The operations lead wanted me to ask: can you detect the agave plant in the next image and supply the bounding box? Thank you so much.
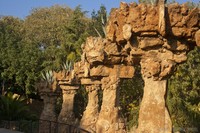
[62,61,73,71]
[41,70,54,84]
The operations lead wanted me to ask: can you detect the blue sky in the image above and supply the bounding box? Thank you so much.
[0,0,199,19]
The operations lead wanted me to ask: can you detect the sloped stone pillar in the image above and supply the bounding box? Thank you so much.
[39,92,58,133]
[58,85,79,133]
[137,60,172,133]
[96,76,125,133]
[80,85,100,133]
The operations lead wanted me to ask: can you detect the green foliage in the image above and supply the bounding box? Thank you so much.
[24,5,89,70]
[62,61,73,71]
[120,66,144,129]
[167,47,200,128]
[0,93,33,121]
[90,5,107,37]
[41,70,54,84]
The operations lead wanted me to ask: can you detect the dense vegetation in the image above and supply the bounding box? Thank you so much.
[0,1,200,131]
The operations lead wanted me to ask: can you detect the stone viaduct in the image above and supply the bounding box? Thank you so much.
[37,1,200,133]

========

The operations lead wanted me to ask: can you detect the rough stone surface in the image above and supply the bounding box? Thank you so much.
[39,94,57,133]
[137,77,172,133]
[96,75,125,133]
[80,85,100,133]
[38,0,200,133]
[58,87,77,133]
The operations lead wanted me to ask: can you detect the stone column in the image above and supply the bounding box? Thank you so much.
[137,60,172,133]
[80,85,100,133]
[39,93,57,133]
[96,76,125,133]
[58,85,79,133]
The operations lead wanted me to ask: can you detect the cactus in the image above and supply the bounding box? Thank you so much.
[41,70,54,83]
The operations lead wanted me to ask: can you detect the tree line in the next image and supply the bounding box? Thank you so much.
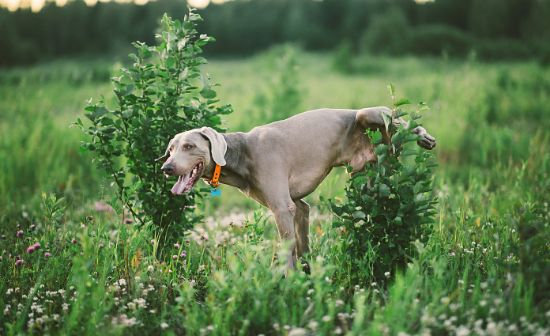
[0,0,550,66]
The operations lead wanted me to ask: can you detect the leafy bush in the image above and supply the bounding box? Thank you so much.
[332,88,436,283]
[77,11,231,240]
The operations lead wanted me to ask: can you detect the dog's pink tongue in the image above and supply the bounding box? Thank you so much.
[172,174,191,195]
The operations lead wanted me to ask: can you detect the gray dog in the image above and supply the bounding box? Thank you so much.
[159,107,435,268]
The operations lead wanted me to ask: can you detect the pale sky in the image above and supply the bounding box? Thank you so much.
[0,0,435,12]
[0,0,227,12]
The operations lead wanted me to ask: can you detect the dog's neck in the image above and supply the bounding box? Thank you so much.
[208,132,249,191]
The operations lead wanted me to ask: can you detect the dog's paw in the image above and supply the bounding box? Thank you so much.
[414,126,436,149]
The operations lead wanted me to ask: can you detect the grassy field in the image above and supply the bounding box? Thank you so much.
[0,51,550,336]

========

§ Written problem
Which lines of the records contain the word "next"? Return each of them in full.

§ Answer for this exercise
The operations lead wanted me to ask: can you detect the agave plant in the next image and supply the bounding box? Thank you so much.
The operations lead wanted me to ask: can you detect the tree line in the next image and supply the bounding box? Thank you so much.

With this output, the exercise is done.